++++ 所给材料

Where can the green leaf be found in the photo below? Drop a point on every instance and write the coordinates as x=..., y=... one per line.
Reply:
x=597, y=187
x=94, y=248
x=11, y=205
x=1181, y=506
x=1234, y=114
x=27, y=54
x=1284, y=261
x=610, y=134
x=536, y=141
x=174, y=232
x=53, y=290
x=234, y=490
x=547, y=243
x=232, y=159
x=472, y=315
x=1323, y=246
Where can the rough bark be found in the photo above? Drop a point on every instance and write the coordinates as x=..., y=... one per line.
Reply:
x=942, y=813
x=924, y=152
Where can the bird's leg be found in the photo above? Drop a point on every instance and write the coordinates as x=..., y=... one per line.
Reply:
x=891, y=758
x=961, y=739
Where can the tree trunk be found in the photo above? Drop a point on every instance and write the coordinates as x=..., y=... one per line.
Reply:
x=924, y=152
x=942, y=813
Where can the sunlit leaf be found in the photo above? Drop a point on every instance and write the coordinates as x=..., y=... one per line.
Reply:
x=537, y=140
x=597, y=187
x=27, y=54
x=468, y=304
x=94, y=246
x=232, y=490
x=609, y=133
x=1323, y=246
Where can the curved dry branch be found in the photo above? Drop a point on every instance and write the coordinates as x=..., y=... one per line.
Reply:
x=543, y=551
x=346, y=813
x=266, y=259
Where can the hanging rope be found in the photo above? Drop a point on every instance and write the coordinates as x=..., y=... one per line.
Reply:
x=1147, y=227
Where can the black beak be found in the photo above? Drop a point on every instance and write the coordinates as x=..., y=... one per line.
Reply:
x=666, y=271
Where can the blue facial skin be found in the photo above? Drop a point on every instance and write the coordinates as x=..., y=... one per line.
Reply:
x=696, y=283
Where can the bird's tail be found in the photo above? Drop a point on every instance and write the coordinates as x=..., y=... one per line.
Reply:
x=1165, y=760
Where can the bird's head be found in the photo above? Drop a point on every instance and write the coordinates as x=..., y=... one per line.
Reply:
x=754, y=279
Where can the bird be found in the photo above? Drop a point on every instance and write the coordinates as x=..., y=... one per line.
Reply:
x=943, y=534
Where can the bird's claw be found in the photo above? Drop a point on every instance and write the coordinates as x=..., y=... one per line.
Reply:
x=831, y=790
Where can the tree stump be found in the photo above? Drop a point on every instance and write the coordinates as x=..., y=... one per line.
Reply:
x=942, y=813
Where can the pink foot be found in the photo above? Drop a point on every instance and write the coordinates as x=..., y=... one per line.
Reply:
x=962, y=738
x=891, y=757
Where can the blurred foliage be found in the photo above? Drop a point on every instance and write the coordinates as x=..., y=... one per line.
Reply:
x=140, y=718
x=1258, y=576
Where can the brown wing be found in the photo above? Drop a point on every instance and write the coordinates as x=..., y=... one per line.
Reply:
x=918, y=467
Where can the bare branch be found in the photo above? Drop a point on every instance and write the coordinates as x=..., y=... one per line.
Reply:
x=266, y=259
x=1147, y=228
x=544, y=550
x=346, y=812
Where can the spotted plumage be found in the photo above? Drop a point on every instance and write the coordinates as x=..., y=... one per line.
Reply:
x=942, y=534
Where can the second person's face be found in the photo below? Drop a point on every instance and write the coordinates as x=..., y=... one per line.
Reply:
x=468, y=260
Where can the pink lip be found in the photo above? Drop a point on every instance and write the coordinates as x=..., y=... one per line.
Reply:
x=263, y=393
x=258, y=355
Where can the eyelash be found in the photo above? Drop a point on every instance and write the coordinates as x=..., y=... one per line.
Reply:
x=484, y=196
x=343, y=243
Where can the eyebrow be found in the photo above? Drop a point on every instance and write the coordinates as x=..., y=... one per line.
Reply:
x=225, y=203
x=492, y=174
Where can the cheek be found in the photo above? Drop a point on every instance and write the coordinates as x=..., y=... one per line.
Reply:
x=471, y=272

++++++++

## [简短任务]
把上面的全部材料改写成一个 JSON 字符串列表，每行对应一个字符串，空行不计入。

## [完整输出]
[
  "Where can the green leaf be found in the photo below? Drop a point on every instance and write the coordinates as x=..., y=... one per line.",
  "Reply:",
  "x=597, y=187",
  "x=94, y=248",
  "x=11, y=205",
  "x=1181, y=506",
  "x=1234, y=114",
  "x=27, y=54",
  "x=1284, y=261",
  "x=610, y=134",
  "x=536, y=141",
  "x=174, y=232",
  "x=53, y=290",
  "x=234, y=490",
  "x=547, y=243",
  "x=232, y=159",
  "x=472, y=315",
  "x=1323, y=246",
  "Where can the rough bark be found in the photo above? Drop a point on every instance and write the coordinates as x=..., y=... one per line.",
  "Reply:",
  "x=942, y=813",
  "x=924, y=152",
  "Where can the bird's leg be found in the photo above? Drop a point on every instance and write the coordinates as x=..., y=... one per line.",
  "Reply:",
  "x=891, y=758",
  "x=961, y=739",
  "Where can the tree trunk be found in the photo above? Drop a point on every instance and write the coordinates as x=..., y=... one per line.",
  "Reply:",
  "x=924, y=152",
  "x=942, y=813",
  "Where can the sunlit leaf be found in the photo above? Drop a point on every instance and write the coordinates as x=..., y=... one per line.",
  "Reply:",
  "x=537, y=140",
  "x=597, y=187",
  "x=27, y=54",
  "x=468, y=304",
  "x=94, y=246",
  "x=232, y=490",
  "x=609, y=133",
  "x=1323, y=246",
  "Where can the curved dry branch be found in the photo above? Drop a point on every instance and write the coordinates as x=..., y=... one per line.",
  "Reply:",
  "x=543, y=551",
  "x=346, y=813",
  "x=266, y=259",
  "Where can the hanging rope be found in the photo above? Drop a point on every instance and write the coordinates as x=..., y=... one per line.",
  "Reply:",
  "x=1147, y=227",
  "Where can the black beak be found in the photo above? Drop a point on every instance and write the coordinates as x=..., y=... one per line.",
  "Reply:",
  "x=666, y=271",
  "Where can the blue facial skin be found in the photo above? Drop a point on every instance and write the coordinates as x=..., y=... one per line.",
  "Reply:",
  "x=696, y=283",
  "Where can the bird's tail be found in the photo above? Drop a point on every instance and write the coordinates as x=..., y=... one per line.",
  "Reply:",
  "x=1165, y=760",
  "Where can the bird's head be found in the photo above? Drop a point on every instance and write the coordinates as x=..., y=... one per line.",
  "Reply:",
  "x=754, y=279",
  "Where can the bird be found in the photo above? Drop a point on every instance and write the coordinates as x=..., y=... one per line.",
  "Reply:",
  "x=943, y=534",
  "Where can the bird's claw be found in the photo above? Drop a point on every instance and write the coordinates as x=..., y=... one per line.",
  "Reply:",
  "x=831, y=790",
  "Where can the tree stump be found in the photo above? Drop a point on every instance and write the coordinates as x=..., y=... one per line.",
  "Reply:",
  "x=942, y=813",
  "Where can the pink foot be found in the photo above? Drop a point on every instance and write the coordinates as x=..., y=... one per line.",
  "Reply:",
  "x=962, y=738",
  "x=891, y=757",
  "Where can the blurred foliage be found in the photo above? Drop a point on every instance and write the coordinates as x=..., y=... one per line.",
  "Reply:",
  "x=140, y=718",
  "x=1258, y=576",
  "Where can the brown wing be found in the photo above? Drop a point on every instance and write the coordinates as x=..., y=... one per line.",
  "Reply:",
  "x=918, y=467",
  "Where can the bare branch be found in the photo above? Drop a point on every instance and write the coordinates as x=..., y=... one per line.",
  "Reply:",
  "x=266, y=259",
  "x=1147, y=228",
  "x=544, y=550",
  "x=346, y=812",
  "Where can the spotted plumage be found in the photo above? Drop a point on every instance and write the coordinates as x=..., y=... one per line.",
  "Reply:",
  "x=942, y=534",
  "Where can the second person's face be found in the photo below? Drop a point on every instance and write the coordinates as x=..., y=... one per line.",
  "Reply:",
  "x=468, y=260",
  "Where can the pink lip be found in the photo above? Drop a point on every instance and write the coordinates as x=..., y=... one per line.",
  "Reply:",
  "x=263, y=393",
  "x=258, y=355",
  "Where can the eyelash be found in the photo above? Drop a point on every instance and write the coordinates as x=..., y=... one per line.",
  "Reply:",
  "x=484, y=196",
  "x=343, y=243",
  "Where can the eyebrow be found in the photo above? Drop a point on every instance and write the coordinates as x=..., y=... one per line.",
  "Reply:",
  "x=225, y=203",
  "x=492, y=174",
  "Where can the cheek be found in the photo above? Drop a point on every instance and write the coordinates as x=..., y=... one per line.",
  "Reply:",
  "x=471, y=272"
]